- Set problem:
Pick out every line in the data below that contains the string "central", and copy each of those lines. Case counts.

<<<<

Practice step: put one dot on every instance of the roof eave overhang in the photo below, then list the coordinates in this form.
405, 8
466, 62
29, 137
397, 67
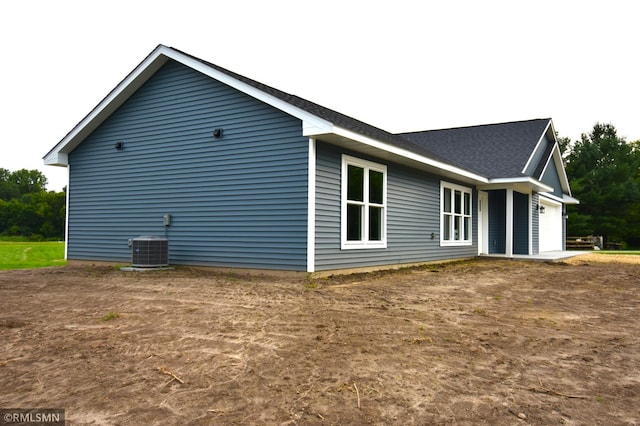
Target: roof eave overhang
524, 183
566, 199
361, 143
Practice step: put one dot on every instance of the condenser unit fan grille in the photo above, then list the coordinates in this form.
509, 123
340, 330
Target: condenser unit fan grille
149, 252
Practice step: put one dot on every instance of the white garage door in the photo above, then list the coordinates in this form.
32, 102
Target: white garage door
550, 227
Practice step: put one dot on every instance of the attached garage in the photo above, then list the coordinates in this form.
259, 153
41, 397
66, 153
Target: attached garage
550, 225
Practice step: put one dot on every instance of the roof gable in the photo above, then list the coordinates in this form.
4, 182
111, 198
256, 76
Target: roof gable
494, 150
496, 153
317, 120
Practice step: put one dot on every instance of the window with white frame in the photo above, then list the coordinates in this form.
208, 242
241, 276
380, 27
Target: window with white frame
364, 204
455, 214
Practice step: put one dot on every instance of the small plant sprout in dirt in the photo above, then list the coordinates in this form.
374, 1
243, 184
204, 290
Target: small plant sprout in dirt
110, 316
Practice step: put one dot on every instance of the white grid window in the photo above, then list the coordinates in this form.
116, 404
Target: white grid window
455, 213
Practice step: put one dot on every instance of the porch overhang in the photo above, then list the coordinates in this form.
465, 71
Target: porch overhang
521, 184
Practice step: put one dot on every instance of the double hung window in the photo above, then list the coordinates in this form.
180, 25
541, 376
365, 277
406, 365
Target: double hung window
455, 214
364, 204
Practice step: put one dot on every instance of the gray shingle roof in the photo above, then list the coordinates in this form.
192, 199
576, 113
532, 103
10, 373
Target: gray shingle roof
492, 150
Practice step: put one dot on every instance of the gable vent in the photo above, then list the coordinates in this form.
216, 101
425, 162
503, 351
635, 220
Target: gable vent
149, 251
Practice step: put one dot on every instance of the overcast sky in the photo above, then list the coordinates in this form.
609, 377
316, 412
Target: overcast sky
398, 65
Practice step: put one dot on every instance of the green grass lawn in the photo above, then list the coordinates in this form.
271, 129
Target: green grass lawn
24, 255
631, 252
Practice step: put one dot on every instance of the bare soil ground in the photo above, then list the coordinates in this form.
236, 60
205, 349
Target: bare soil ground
478, 342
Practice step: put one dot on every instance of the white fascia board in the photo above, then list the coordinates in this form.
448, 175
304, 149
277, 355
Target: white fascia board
550, 199
524, 169
536, 184
557, 160
566, 199
407, 154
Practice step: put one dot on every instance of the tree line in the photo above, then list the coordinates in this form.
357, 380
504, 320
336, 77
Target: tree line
602, 167
604, 174
27, 209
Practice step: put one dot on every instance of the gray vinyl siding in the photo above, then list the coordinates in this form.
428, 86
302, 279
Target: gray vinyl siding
535, 224
238, 201
413, 214
520, 223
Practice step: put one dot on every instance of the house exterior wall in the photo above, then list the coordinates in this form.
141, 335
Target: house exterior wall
413, 214
238, 201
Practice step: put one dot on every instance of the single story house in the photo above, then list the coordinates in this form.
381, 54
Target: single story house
234, 173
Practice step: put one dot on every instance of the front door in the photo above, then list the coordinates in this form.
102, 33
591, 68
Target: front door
483, 223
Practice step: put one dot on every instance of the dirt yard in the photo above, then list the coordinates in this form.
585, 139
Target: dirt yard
479, 342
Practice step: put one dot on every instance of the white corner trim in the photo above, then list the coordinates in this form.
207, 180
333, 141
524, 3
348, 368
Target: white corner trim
311, 207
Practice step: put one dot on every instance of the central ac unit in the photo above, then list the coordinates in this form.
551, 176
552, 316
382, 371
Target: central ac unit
149, 251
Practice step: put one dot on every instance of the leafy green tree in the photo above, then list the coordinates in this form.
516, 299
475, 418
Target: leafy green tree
603, 170
27, 209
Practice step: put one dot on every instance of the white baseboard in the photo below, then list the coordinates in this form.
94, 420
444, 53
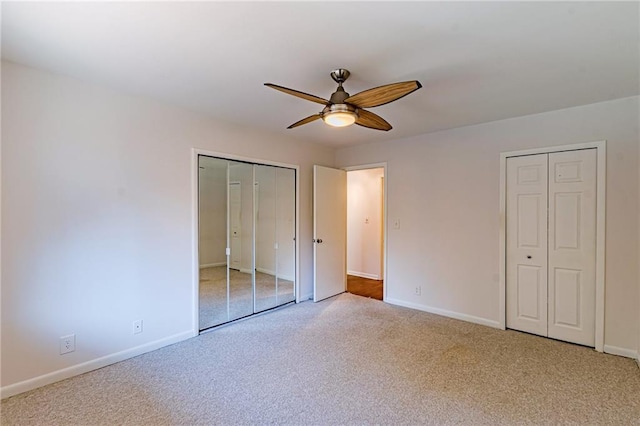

>>>>

- Exercise answer:
Practice step: put one dot on every instance of the central ac unit in the photo above, then list the coordinates in this form.
Target: central ac unit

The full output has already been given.